** TASK INPUT **
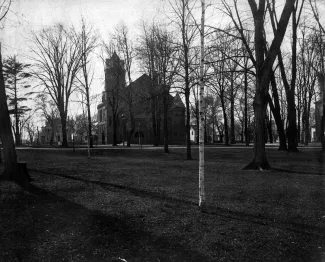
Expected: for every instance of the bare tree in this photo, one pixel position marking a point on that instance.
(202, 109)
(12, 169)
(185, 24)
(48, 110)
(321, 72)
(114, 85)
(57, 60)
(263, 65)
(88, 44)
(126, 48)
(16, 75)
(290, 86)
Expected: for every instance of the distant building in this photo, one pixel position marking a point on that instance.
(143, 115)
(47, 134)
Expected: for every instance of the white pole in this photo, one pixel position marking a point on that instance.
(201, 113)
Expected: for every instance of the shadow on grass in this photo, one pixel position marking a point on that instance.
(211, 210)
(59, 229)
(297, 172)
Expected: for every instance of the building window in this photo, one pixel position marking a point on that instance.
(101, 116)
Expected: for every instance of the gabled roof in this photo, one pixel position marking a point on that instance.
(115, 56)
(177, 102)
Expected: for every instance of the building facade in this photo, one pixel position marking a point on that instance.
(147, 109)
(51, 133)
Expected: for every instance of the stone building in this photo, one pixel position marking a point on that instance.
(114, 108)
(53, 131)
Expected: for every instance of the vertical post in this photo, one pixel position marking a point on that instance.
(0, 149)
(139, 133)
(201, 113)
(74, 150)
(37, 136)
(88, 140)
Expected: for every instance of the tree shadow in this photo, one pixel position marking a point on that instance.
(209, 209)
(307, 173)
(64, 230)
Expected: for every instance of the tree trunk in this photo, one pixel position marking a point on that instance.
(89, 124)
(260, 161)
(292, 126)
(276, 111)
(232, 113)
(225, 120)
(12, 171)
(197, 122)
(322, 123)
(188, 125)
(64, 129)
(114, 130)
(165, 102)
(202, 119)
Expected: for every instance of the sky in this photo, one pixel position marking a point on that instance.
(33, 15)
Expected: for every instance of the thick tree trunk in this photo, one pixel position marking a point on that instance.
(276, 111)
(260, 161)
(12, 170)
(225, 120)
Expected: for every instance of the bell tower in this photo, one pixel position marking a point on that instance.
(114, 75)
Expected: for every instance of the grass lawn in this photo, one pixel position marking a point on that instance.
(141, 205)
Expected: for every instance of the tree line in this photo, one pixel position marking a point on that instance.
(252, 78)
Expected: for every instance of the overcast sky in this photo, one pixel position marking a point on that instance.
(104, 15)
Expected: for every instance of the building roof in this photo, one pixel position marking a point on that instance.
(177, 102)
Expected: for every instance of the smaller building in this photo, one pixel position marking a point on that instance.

** TASK TO COMPLETE **
Quote the records above exactly, leaving out any pictures.

** REPLY TO THE EXERCISE **
Expected: for every instance of the bare tree in this photo, one pixel position marking a point on that instance.
(202, 109)
(12, 169)
(185, 24)
(48, 110)
(321, 72)
(114, 85)
(57, 60)
(263, 65)
(88, 44)
(126, 48)
(16, 75)
(290, 86)
Expected: for every instance of the distant building in this photo, one pixel position marking a point on that instance.
(143, 115)
(47, 134)
Expected: for every instance of the white pole in this photo, one pixel position marking a point on that instance.
(201, 113)
Expected: for every instance of the shadow on grass in this photo, one pixel position marking a point on that instance.
(211, 210)
(59, 229)
(297, 172)
Expected: for every instance of the building window in this photo, one pixel position marking a point on that instance.
(101, 116)
Expected: for every instance of the gabled roof in this photo, one pixel position marking a point on that instance.
(115, 56)
(177, 102)
Expected: for every instance of the building facade in this photo, one pixel position marking a point on that instance.
(147, 109)
(51, 133)
Expected: for every instance of the stone building in this photo, one pixel position marking a point on that instance.
(114, 108)
(53, 131)
Expected: for every instance of the vertical post in this photo, one pixel position marking a point on that instance.
(0, 149)
(139, 133)
(201, 113)
(74, 150)
(37, 136)
(88, 140)
Expected: for every instance of the tree shadow in this photo, one pixel position marking a point on that instance.
(209, 209)
(307, 173)
(64, 230)
Expected: for every instance of the tree trunk in this photo, one pixel position marking a point on that instance.
(89, 124)
(260, 161)
(292, 126)
(276, 111)
(232, 113)
(225, 120)
(12, 171)
(197, 122)
(322, 123)
(188, 125)
(64, 129)
(114, 130)
(165, 102)
(202, 119)
Expected: for every instance of the sky in this photo, one pixel position marking a point on that instance.
(33, 15)
Expected: for every instance of the thick tree trunk in this photo, one pixel position marking a point on that instance.
(276, 111)
(260, 161)
(12, 170)
(225, 120)
Expected: for every instance of the bell tower in this photo, one pixel position marking a point on that instance.
(114, 75)
Expected: for every instance of the grass lawn in this photo, one pixel position marking a point on that instance.
(141, 205)
Expected: for every instance of the tree line in this photo, one pixel position marking a point on that instance.
(252, 78)
Expected: for every instance of the overcast sky in this photo, one pixel position marking a point on that instance.
(104, 15)
Expected: for every instance of the building roof in this photo, one pixel position marking a point on that instance.
(177, 102)
Expected: for every instance of the smaller building in this photo, one pixel position marking a point on that instance.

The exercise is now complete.